# 提供テキスト
================================

クルーズ船「ダイヤモンド・プリンセス」に災害派遣医療チーム(DMAT)の一員として18日(2020年2月)に入った感染症専門医の岩田健太郎・神戸大学教授が、船内の感染症対策は「悲惨な状態」「ぐちゃぐちゃ」と告発する動画をユーチューブにアップした。
岩田教授は「心の底から恐怖を感じた。感染してもしようがないんじゃないかと本気で思った」という。最も問題にしたのは、危険なゾーンと安全なゾーンが区分けされていなかったこと。「きちっと分けて初めて安全が守れるのに、船内はぐちゃぐちゃで、マスクや手袋の対策にもばらつきがあった」と、防護服姿の衛生員のそばにマスクだけの自衛隊員がいる写真も公開した。
岩田教授はエボラ出血熱対策でアフリカに支援派遣されたこともあるが、船内は「シエラレオネの方がよっぽどマシだった」「専門家が常駐しておらず、非常識なことを平気でやっている」と指摘した。
現場を指揮する厚生労働省スタッフのトップに改善を提言しても、「聞き入れてもらえず。ものすごく嫌な顔をされて、聞く耳を持っていない」という。そして突然、電話で「岩田に対してすごくむかついた人がいる。誰とはいわないが、だからお前は出ていくしかない」と言われ、船から退去させられたそうだ。
対応遅れを棚に上げて厚労省「適切にやっている」

================================

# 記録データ
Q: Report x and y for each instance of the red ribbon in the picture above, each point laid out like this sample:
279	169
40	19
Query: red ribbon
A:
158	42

================================

# 課題の内容
上のクルーズ船の記事から、「岩田教授はエボラ出血熱対策で」で始まって「船から退去させられたそうだ。」までの部分を、一字も変えずに打ち直してください。

# 演習の結果
岩田教授はエボラ出血熱対策でアフリカに支援派遣されたこともあるが、船内は「シエラレオネの方がよっぽどマシだった」「専門家が常駐しておらず、非常識なことを平気でやっている」と指摘した。
現場を指揮する厚生労働省スタッフのトップに改善を提言しても、「聞き入れてもらえず。ものすごく嫌な顔をされて、聞く耳を持っていない」という。そして突然、電話で「岩田に対してすごくむかついた人がいる。誰とはいわないが、だからお前は出ていくしかない」と言われ、船から退去させられたそうだ。